Top of EXCERPTED TEXT
CRY from the heart

A woman found peace among Delhi children while facing a difficult situation in Israel

Jiya Udenia conducting online classes for South Delhi kids from her Tel Aviv home. Jiya Udenia conducting online classes for South Delhi kids from her Tel Aviv home.

Last year Jiya Udenia, 21, decided to join her parents in Tel Aviv where her father is a senior diplomat with the Indian embassy. Jiya flew from Delhi in April even as the deadly second wave of the pandemic was raging, and no sooner had she completed the mandatory weeks of quarantine in Tel Aviv when fighting escalated between Israel and Palestine.

“It was a nightmare. Despite being a safe diplomatic zone, our residential area became the target of rocket attacks.And while several were intercepted, one rocket did land in the sea close to our house. The war noises were deafening and there was a constant sense of danger. Hours were spent in underground bunkers. I spent sleepless nights and was very disturbed. But then, therapy came from a very unusual source,” Jiya told THE WEEK from Tel Aviv. She is a volunteer with CRY (Child Rights and You) and is taking online classes for underprivileged children in Delhi. It provided her the much-needed distraction, and peace, in the war zone.

Jiya is one of 3,000-odd volunteer facilitators of CRY's online mentorship programme. They engage with 4,800 underprivileged children from 13 states to provide them a safe and interactive space to learn and to spend time with peers, even as schools remained mostly closed during the past two years.

In Delhi, about 600 online volunteers teach around 730 children. Jiya had joined the South Delhi Public Action Group (PAG) of CRY in March last year.
Bottom of EXCERPTED TEXT
(QUESTIONS ON THE MATERIAL)
a - According to the CRY article, around how many children do online volunteers teach in Delhi?
b - Write out the part of the CRY article that opens with "Last year Jiya" and closes with "Israel and Palestine.", substituting "isolation" for "quarantine".
Top of DATA EXTRACTS
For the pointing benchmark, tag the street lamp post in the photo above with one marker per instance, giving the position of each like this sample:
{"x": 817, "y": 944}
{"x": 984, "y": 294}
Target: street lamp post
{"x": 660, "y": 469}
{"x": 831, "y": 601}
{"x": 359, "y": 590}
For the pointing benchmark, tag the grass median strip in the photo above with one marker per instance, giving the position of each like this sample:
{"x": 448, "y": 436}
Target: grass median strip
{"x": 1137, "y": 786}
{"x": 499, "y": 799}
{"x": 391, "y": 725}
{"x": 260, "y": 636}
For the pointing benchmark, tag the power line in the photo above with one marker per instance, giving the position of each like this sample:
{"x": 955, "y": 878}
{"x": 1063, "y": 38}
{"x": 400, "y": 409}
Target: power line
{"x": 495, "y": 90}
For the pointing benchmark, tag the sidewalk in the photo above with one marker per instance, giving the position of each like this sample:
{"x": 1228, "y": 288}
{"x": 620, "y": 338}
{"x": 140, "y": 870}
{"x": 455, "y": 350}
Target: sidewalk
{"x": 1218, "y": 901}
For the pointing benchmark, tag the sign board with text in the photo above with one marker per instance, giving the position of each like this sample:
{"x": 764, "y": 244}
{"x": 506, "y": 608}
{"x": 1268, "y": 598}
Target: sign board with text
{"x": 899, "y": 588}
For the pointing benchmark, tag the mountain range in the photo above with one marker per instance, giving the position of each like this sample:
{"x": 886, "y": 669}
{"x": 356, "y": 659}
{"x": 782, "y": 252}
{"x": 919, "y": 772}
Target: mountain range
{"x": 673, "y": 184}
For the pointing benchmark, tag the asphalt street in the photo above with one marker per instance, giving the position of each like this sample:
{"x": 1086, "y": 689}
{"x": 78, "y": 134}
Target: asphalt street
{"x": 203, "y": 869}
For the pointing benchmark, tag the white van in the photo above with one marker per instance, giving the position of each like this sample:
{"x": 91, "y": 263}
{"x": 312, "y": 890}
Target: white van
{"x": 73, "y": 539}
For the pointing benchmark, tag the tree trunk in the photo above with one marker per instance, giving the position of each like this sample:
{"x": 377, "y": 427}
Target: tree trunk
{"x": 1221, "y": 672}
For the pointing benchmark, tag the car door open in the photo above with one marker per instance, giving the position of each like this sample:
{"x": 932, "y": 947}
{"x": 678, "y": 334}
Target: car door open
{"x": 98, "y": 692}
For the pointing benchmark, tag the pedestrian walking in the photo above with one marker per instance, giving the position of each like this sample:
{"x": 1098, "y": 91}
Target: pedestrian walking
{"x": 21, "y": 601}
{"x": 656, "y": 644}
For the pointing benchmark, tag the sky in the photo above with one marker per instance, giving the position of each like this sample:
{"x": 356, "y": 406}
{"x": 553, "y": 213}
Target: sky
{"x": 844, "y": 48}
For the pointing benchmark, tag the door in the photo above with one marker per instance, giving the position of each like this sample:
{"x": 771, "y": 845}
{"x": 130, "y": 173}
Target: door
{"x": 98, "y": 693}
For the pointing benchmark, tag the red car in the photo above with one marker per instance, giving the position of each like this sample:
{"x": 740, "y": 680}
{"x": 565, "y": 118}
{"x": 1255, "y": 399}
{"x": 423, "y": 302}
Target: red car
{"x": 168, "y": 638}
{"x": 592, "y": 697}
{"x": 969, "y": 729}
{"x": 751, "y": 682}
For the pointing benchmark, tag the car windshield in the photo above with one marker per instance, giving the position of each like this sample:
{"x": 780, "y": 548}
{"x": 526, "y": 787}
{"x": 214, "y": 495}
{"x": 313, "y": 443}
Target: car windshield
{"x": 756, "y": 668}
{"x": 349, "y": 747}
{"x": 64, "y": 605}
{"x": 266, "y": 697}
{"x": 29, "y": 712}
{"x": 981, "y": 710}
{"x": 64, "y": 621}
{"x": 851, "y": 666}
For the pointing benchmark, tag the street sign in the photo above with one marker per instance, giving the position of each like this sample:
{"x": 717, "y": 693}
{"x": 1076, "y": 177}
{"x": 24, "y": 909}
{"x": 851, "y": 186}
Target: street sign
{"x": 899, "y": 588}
Bottom of DATA EXTRACTS
(ANSWER SET)
a - Around 730 children.

b -
Last year Jiya Udenia, 21, decided to join her parents in Tel Aviv where her father is a senior diplomat with the Indian embassy. Jiya flew from Delhi in April even as the deadly second wave of the pandemic was raging, and no sooner had she completed the mandatory weeks of isolation in Tel Aviv when fighting escalated between Israel and Palestine.